Goal:
Find each line in the records below that contains the string "woman", and copy those lines. Matching is case-sensitive.

Material supplied:
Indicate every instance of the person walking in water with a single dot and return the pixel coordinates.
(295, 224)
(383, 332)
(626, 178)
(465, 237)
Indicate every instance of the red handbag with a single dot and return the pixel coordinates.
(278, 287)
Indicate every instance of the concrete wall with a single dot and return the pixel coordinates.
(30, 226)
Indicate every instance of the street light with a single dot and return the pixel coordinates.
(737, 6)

--

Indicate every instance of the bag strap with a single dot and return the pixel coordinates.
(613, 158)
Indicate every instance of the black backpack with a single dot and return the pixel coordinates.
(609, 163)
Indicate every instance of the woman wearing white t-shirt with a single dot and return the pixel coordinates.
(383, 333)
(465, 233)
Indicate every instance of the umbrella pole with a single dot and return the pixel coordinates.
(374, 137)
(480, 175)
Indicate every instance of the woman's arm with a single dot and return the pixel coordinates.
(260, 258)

Result of the exercise:
Indicate every instance of the woman wearing white t-shirt with a single dot and return the pixel coordinates.
Indicate every instance of the woman's arm with a single dot and return the pixel coordinates.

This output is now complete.